YOUR INSTRUCTIONS >>
The records that follow are to be repeated exactly, with the pictures removed.

EXTRACTED RECORDS >>

▬▬▬

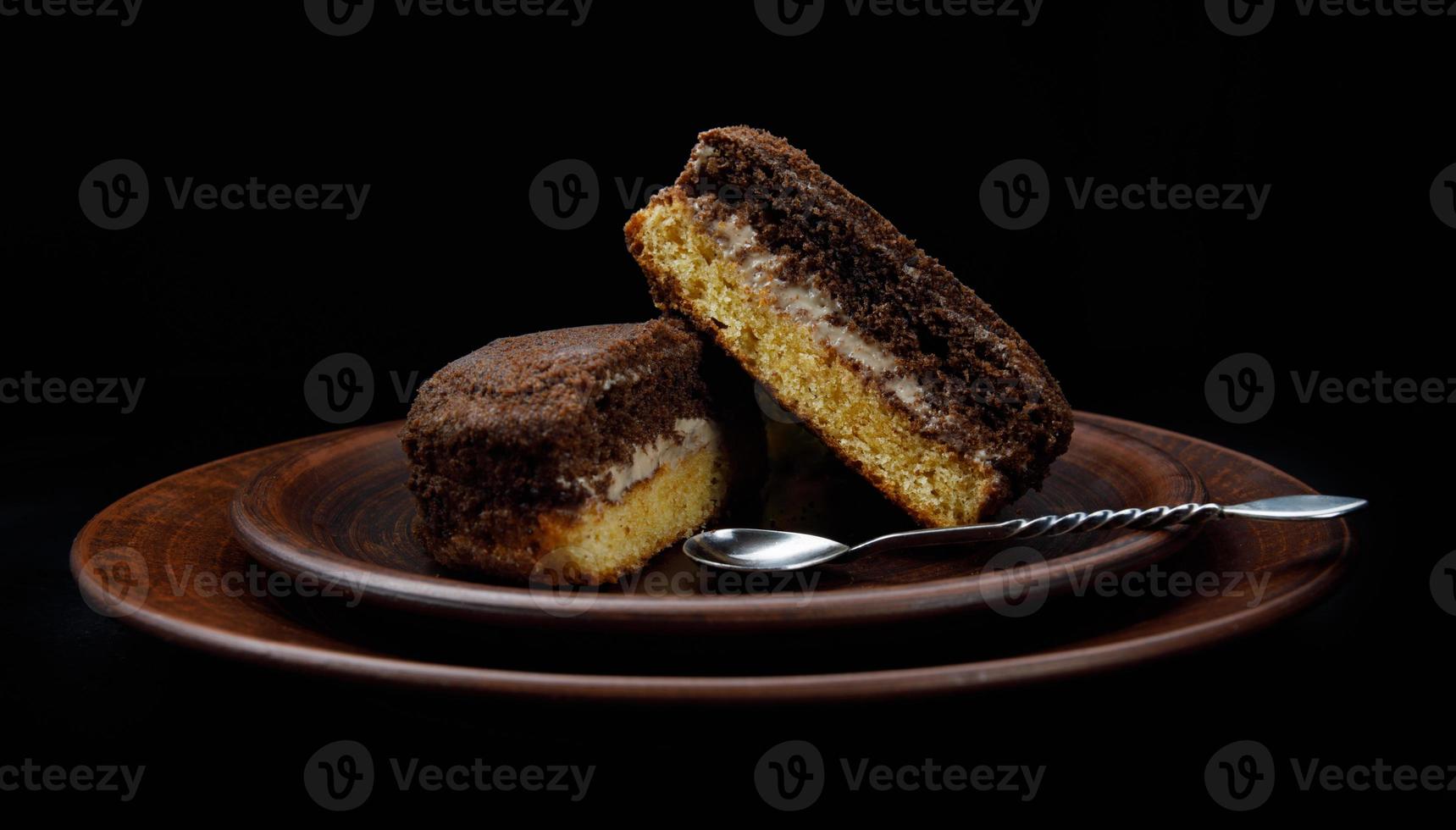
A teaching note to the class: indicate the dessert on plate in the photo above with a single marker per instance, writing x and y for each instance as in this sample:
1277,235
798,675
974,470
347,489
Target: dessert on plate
899,368
573,455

▬▬▬

REPLY TO THE EXERCISE >>
A teaching note to the class: indicate the dessert on plate in the photo above with a single marker per instance, writing x and y for each instance as in this sample:
1277,235
798,675
974,470
347,489
Target: dessert on plate
899,368
573,455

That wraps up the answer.